* Texto de estudio
* * * * * * *
Ejemplos tengo miles, pero citaré los más cercanos. En la Fundación Santa Fe de Bogotá se adelantó un estudio con mujeres lactantes no expuestas a ninguna clase de químicos, en las que se encontró que su leche materna estaba contaminada con pesticidas. La explicación más probable estaba en el veneno que se utiliza para hacer viables los extensísimos monocultivos que abastecen a las grandes superficies. Es decir, estamos consumiendo comida envenenada y matando lentamente a nuestros bebés, todo por pura y simple ignorancia, por creer que eso del ambiente nada tiene que ver con nosotros. Otro caso alarmante es el de Guapi, un lugar donde abundaban las frutas y los peces y que hoy registra un alto nivel de desnutrición infantil. El Gobierno, con sus fumigaciones irresponsables e indiscriminadas, y la minería (legal e ilegal) lo han contaminado todo. Los ríos y los árboles ya no dan comida y sus habitantes pasaron del paraíso terrenal a vivir en un infierno postapocalíptico, en el que predominan el hambre y la miseria. Otro caso que se me viene a la mente es el de la agonía del río Meta y la prematura muerte del río Tunjuelito. El primero medía de ancho lo de dos canchas de fútbol y ahora no alcanza ni a tener el de una mesita de ‘pingpong’, y el segundo pasó de proveer el agua que bebían los bogotanos a convertirse en su excusado.
* * * * * * *
* Consigna
Traduce al inglés esta oración del texto de estudio: "Otro caso alarmante es el de Guapi, un lugar donde abundaban las frutas y los peces y que hoy registra un alto nivel de desnutrición infantil."

* Datos para analizar
* * * * * * *
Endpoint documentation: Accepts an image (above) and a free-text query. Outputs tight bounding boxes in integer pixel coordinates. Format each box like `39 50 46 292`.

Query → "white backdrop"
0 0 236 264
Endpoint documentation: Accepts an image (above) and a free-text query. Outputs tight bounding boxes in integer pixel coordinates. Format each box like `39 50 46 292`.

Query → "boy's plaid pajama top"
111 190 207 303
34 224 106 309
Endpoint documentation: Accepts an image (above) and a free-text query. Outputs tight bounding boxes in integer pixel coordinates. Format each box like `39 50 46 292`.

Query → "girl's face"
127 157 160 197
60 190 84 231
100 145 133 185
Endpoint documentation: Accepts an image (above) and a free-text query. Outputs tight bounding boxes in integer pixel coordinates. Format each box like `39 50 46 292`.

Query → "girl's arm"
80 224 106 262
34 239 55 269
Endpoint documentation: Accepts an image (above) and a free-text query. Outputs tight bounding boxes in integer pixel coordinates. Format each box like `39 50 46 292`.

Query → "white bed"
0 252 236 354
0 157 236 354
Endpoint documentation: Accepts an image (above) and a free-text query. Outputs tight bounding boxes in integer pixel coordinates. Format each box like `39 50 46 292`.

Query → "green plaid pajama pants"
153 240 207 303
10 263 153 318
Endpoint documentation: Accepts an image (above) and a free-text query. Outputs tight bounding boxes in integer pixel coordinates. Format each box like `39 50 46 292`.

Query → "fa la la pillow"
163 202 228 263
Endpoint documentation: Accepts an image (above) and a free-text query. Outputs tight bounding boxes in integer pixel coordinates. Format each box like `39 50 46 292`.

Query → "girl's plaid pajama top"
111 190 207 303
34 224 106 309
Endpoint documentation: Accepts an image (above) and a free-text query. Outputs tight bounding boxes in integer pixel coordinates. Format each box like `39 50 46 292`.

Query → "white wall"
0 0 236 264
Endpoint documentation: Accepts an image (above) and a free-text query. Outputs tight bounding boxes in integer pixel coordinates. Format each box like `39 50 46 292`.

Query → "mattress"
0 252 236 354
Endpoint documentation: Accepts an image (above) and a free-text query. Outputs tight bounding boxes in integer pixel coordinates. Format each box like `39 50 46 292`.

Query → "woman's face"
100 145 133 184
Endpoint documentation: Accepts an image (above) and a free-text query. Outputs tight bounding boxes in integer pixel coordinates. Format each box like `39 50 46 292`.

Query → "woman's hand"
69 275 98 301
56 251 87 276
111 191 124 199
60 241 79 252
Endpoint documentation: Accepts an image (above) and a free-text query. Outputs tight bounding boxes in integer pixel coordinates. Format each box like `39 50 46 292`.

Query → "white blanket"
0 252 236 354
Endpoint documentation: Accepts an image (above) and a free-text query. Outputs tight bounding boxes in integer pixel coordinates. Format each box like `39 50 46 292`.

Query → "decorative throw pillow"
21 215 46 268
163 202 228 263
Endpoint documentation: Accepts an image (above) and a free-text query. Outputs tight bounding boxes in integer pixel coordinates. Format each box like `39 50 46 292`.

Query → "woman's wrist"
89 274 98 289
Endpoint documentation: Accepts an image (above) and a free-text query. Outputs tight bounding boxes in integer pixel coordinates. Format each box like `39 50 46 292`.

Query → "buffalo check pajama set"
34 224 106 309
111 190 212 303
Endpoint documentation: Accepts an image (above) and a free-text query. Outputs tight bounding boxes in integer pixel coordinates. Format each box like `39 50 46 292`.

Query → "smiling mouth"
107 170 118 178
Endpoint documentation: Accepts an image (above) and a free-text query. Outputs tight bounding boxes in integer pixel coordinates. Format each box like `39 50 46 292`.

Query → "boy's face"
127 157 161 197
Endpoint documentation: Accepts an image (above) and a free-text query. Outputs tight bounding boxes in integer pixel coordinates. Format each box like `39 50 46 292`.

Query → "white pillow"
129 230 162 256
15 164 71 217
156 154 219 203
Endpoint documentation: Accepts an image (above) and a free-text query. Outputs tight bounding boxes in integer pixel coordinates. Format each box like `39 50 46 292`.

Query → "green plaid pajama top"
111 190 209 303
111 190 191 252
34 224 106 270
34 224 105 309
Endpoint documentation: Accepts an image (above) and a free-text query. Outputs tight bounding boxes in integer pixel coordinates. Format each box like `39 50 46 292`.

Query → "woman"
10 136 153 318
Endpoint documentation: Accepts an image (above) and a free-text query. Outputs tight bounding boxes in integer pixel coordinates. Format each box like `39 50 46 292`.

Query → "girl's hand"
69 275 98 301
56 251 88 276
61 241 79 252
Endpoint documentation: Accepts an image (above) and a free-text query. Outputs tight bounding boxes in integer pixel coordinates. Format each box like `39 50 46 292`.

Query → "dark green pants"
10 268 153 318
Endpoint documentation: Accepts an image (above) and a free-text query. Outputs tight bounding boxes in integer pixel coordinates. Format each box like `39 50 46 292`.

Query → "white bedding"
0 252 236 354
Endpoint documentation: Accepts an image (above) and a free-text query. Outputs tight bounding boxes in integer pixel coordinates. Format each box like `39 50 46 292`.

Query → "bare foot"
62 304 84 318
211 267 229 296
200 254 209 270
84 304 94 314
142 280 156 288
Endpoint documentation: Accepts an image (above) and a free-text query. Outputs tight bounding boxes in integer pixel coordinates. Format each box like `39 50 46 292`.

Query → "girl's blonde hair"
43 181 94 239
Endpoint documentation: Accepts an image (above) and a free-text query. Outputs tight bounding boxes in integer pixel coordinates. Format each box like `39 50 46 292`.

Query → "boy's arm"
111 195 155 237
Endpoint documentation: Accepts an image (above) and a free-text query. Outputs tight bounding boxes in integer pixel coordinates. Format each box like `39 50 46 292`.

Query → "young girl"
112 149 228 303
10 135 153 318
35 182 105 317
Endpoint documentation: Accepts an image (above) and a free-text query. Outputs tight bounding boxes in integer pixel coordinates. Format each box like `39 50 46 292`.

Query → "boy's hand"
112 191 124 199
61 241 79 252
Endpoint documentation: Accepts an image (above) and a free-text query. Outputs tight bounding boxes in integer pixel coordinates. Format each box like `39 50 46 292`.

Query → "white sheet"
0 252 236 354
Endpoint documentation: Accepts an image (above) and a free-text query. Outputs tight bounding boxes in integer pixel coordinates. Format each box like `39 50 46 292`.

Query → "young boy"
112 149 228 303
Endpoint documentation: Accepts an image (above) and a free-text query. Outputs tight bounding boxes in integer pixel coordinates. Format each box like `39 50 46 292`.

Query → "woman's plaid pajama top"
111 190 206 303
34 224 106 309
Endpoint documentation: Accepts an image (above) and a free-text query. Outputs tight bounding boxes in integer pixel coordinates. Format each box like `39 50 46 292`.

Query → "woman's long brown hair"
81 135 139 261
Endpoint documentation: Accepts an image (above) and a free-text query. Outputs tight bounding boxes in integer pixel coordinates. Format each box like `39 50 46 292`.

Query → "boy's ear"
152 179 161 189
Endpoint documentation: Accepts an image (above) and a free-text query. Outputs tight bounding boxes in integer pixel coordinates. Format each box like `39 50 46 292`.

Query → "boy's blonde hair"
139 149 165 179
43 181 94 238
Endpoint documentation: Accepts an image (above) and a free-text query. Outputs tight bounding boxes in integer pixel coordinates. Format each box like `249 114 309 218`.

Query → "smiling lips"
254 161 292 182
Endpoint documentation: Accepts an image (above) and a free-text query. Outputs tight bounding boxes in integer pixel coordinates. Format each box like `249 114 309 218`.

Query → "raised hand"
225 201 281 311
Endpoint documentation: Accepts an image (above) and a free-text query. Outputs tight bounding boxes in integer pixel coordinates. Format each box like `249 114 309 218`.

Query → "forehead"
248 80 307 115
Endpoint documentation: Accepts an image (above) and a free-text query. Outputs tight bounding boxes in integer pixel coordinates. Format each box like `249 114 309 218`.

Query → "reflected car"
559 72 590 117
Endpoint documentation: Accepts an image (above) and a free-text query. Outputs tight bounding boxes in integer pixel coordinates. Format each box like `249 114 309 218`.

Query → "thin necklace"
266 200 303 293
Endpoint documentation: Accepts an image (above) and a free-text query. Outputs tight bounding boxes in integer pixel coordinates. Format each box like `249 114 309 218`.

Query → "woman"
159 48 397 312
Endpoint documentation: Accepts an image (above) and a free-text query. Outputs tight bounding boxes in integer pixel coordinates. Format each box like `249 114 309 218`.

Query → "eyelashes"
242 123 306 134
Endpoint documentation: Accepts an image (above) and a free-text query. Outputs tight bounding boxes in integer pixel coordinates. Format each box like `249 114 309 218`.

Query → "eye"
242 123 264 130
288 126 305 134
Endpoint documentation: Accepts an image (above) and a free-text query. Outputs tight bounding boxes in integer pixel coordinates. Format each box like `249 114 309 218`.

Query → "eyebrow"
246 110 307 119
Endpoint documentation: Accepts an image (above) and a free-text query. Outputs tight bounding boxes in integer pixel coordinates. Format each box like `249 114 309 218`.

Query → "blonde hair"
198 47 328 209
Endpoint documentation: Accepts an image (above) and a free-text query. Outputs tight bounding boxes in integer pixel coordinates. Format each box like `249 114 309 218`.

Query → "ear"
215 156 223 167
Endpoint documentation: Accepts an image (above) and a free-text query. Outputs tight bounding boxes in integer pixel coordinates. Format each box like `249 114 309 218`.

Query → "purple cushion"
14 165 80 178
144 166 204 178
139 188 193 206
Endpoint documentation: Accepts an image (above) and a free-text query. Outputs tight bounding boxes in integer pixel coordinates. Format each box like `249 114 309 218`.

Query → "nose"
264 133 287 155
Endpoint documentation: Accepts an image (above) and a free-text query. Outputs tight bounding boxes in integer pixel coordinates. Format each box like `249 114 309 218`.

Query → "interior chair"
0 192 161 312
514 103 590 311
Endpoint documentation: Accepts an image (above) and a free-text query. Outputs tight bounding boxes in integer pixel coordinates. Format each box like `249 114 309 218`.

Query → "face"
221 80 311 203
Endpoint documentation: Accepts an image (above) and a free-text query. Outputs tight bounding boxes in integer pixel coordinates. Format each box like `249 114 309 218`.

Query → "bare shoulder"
* * * * * * *
* Respuesta del ejercicio
Another alarming case is that of Guapi, a place where fruit and fish were abundant and which today shows a high level of child malnutrition.